_Text block_

● ● ●

How Help to Save works
Help to Save is designed to incentivise lower income people to stash away money and make saving cash easier.
It offers a bonus of up to £1,200 paid straight into the savers’ bank account, split into two payments after two and four years.
Savers must be on universal credit and have a job with take-home pay of £1 or more per month to be eligible.
Savers can put in as little as £1 a month to their Help to Save account (Getty Images)
The scheme lets you put away £50 a month over a four-year period, which works out to £2,400.
The bonus is worked out as 50% of what you have paid into the account, up to the maximum of £1,200 over the four-year period.
What’s changing?
The scheme, widely seen as a key way to get people saving, was previously set to run out in 2027, but now it is being made permanent.
And from 2028 onwards, it will open up to 1.5million more people who are parents and carers on universal credit.
Chancellor Rachel Reeves will deliver the Autumn Budget on Wednesday afternoon (Reuters)
A Treasury source said: ‘For too long governments have ignored the role of carers and parents in keeping the economy ticking.
‘The Chancellor wants to change that and help millions more working people build a savings habit.’
The scheme will be expanded to include benefit claimants who have children in education and carers who provide 35 hours of care to a disabled person.
Does it work?

● ● ●

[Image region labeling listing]
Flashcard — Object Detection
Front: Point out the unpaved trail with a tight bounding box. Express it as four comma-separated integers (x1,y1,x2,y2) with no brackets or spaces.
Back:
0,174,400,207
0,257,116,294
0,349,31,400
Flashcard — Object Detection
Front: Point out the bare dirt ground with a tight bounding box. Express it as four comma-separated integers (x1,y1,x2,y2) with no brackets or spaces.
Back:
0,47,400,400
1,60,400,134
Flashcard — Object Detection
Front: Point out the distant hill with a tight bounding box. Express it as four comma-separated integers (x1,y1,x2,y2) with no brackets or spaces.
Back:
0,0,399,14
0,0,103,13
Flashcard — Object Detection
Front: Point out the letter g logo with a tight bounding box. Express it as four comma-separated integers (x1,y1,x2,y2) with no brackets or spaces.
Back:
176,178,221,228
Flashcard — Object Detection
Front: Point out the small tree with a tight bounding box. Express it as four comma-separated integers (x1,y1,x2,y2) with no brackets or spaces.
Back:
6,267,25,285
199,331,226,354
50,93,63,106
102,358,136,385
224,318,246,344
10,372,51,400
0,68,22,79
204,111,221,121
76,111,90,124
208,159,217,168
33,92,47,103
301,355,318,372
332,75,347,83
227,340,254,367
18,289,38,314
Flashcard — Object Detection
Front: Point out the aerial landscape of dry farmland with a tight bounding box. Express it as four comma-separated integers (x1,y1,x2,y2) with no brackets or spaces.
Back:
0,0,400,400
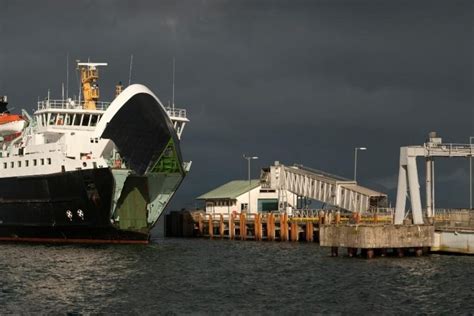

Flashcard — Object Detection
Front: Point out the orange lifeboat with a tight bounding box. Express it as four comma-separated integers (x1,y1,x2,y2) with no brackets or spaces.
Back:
0,96,26,137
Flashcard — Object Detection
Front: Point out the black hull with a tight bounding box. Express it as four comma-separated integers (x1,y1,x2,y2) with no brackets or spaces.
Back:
0,168,149,243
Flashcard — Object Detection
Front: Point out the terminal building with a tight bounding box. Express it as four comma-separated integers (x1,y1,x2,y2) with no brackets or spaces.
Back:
197,180,298,214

● ● ●

_Request A_
Give every distinct amount in pounds that appears in the Help to Save text, listing each one only once.
_Request B_
Render this sentence from the Help to Save text in Spanish: "The bonus is worked out as 50% of what you have paid into the account, up to the maximum of £1,200 over the four-year period."
_Request C_
Retype the Help to Save text word for word, from "Savers can put" down to "being made permanent.".
The listing has no role in this work.

_Answer A_
£1,200
£1
£50
£2,400

_Answer B_
La bonificación se calcula como el 50 % de lo que has ingresado en la cuenta, hasta un máximo de 1.200 £ durante el período de cuatro años.

_Answer C_
Savers can put in as little as £1 a month to their Help to Save account (Getty Images)
The scheme lets you put away £50 a month over a four-year period, which works out to £2,400.
The bonus is worked out as 50% of what you have paid into the account, up to the maximum of £1,200 over the four-year period.
What’s changing?
The scheme, widely seen as a key way to get people saving, was previously set to run out in 2027, but now it is being made permanent.